■ EXERCISE REQUIREMENTS:
Set down, exactly and only, everything from the line containing "Target: sandy beach" down to the line containing "Target: black display panel" in the data below; the pictures are not part of the copy.
_____
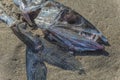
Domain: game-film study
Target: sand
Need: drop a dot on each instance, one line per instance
(104, 14)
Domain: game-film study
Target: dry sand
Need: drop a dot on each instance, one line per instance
(104, 14)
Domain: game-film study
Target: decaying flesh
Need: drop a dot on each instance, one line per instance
(62, 27)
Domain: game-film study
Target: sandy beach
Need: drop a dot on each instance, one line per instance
(104, 14)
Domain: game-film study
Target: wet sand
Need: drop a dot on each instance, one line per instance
(104, 14)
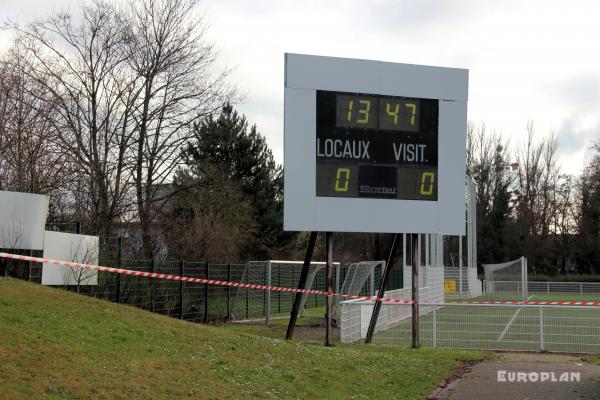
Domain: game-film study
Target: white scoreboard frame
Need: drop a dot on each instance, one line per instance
(304, 211)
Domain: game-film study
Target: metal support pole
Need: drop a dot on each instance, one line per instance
(337, 282)
(541, 328)
(301, 284)
(119, 261)
(460, 266)
(228, 292)
(29, 266)
(381, 293)
(268, 295)
(181, 289)
(152, 285)
(403, 251)
(206, 294)
(415, 290)
(434, 328)
(329, 273)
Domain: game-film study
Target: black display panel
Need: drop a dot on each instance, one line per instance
(376, 146)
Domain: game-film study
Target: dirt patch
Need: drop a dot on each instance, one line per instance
(543, 376)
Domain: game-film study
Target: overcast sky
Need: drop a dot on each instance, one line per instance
(537, 60)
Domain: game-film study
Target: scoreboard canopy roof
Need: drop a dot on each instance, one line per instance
(373, 146)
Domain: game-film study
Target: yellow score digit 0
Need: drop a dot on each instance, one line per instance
(424, 178)
(394, 113)
(342, 183)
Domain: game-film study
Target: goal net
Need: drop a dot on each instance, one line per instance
(253, 304)
(361, 278)
(506, 281)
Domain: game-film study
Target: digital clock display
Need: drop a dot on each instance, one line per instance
(376, 146)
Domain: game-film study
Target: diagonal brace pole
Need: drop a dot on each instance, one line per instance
(381, 292)
(301, 285)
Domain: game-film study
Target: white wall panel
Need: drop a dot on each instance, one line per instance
(22, 220)
(70, 247)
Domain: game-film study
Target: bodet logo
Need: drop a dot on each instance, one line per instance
_____
■ ANSWER BOX:
Target: sandy beach
Need: drop a dot on each instance, one line per instance
(104, 14)
Domain: game-film study
Target: wet sand
Need: drop a dot on each instance, one line per instance
(104, 14)
Domain: game-film study
Target: white scoreboard frame
Need: drop a dot on each instance, one line per instance
(304, 211)
Domain: game-film study
Target: metal support pole
Need: drop a dot on each instance, one line per instance
(337, 282)
(541, 328)
(301, 284)
(119, 261)
(460, 266)
(228, 292)
(29, 266)
(381, 293)
(268, 295)
(181, 289)
(152, 285)
(403, 251)
(206, 294)
(415, 290)
(434, 328)
(329, 273)
Domain: game-film study
Target: black display panel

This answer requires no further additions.